**Task to carry out:**
Reproduce the listing starting at the line containing "Target: dealership entrance" and ending at the line containing "Target: reflection on car door", both of those lines included.

**Supplied material:**
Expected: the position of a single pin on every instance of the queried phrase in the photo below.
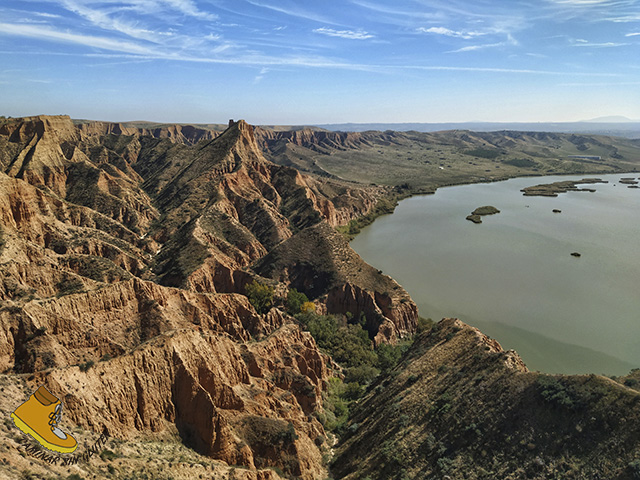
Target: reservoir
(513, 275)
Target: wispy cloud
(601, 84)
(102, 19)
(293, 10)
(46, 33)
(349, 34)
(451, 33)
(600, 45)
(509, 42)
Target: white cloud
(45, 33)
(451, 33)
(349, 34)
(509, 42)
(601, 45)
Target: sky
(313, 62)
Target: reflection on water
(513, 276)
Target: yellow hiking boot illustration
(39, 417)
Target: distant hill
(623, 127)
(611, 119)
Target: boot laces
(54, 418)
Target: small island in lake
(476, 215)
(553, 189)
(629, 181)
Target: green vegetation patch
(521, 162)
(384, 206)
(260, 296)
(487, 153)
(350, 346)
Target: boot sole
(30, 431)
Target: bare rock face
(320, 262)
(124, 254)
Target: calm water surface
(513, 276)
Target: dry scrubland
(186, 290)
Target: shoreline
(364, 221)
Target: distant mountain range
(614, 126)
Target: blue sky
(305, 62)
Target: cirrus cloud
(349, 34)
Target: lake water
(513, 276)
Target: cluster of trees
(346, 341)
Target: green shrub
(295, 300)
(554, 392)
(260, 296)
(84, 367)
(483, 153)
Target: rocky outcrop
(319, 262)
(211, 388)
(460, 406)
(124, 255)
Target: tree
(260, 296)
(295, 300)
==
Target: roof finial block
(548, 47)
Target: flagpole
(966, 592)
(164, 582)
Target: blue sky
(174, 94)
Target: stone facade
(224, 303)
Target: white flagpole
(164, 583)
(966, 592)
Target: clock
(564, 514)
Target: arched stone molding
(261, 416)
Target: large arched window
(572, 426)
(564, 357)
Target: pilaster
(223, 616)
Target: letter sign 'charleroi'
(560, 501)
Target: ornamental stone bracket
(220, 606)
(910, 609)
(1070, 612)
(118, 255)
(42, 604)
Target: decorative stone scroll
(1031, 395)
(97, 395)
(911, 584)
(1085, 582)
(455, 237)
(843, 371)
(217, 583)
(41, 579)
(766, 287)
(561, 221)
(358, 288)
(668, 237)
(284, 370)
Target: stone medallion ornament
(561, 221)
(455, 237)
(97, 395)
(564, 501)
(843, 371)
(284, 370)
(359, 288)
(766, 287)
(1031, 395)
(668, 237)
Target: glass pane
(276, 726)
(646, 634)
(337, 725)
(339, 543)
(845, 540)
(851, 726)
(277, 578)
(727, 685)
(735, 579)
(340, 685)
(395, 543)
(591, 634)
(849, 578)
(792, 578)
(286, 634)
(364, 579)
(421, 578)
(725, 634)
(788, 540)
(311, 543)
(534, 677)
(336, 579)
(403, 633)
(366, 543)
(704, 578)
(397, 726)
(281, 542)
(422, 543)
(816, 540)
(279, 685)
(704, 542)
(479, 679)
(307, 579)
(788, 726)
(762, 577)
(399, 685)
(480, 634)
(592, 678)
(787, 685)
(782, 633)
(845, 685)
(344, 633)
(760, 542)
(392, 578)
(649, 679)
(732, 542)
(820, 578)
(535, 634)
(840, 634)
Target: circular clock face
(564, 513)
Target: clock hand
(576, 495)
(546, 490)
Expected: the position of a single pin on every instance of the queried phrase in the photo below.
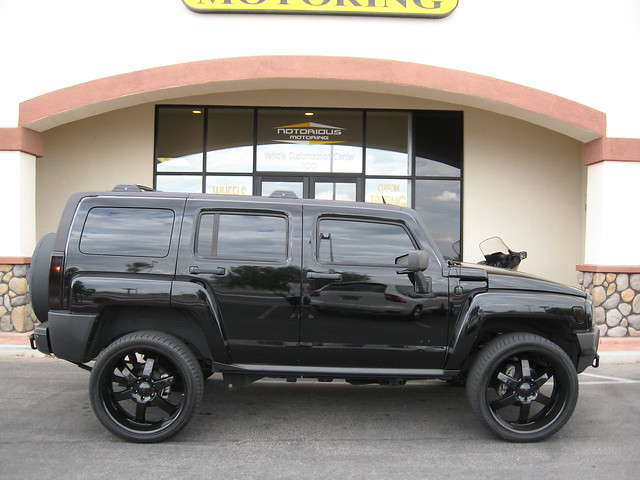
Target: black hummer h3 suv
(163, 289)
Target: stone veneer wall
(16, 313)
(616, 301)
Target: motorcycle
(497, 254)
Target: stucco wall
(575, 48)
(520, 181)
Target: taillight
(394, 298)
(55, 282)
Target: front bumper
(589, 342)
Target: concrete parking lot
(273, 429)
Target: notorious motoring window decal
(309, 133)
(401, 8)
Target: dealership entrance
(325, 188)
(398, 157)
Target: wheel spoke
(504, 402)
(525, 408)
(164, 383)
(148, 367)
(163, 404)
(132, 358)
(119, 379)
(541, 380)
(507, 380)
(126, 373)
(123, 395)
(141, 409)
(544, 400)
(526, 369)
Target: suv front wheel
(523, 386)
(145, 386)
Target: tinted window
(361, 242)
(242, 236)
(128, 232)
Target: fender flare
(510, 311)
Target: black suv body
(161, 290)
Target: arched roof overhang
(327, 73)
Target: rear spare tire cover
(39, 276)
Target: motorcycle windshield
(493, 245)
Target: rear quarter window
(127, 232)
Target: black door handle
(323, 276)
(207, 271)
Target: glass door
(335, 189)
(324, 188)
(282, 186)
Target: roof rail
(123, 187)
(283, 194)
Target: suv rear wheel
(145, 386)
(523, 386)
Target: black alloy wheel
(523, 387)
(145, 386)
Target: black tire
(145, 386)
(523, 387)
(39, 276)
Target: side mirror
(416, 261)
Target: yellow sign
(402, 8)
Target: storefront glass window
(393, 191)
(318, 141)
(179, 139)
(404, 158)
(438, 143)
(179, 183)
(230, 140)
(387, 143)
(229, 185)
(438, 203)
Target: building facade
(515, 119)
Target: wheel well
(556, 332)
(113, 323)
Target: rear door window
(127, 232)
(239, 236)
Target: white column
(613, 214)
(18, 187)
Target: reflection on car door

**Answer for the task:**
Target: dealership entrance
(325, 188)
(398, 157)
Target: wheel spoke
(504, 402)
(525, 408)
(164, 383)
(148, 367)
(163, 404)
(132, 358)
(119, 379)
(541, 380)
(507, 380)
(126, 373)
(123, 395)
(141, 409)
(544, 400)
(526, 369)
Target: suv front wheel
(523, 386)
(145, 386)
Target: tinted window
(361, 242)
(242, 236)
(128, 232)
Target: fender flare
(510, 311)
Target: black suv body
(161, 290)
Target: arched roof overhang
(327, 73)
Target: rear spare tire cover
(39, 276)
Target: motorcycle windshield
(493, 245)
Target: rear quarter window
(127, 232)
Target: black door handle
(323, 276)
(207, 271)
Target: glass door
(335, 189)
(324, 188)
(282, 186)
Target: roof rail
(123, 187)
(283, 194)
Target: suv rear wheel
(145, 386)
(523, 386)
Target: black alloy wheel
(523, 387)
(145, 386)
Target: black tire
(145, 386)
(523, 387)
(39, 276)
Target: side mirror
(416, 261)
Target: yellow sign
(402, 8)
Target: storefront glass window
(393, 191)
(318, 141)
(179, 139)
(404, 158)
(438, 143)
(179, 183)
(230, 140)
(387, 143)
(229, 185)
(438, 203)
Target: building facade
(515, 119)
Target: wheel well
(556, 332)
(113, 323)
Target: rear door window
(127, 232)
(239, 236)
Target: white column
(613, 214)
(18, 187)
Target: reflection on car door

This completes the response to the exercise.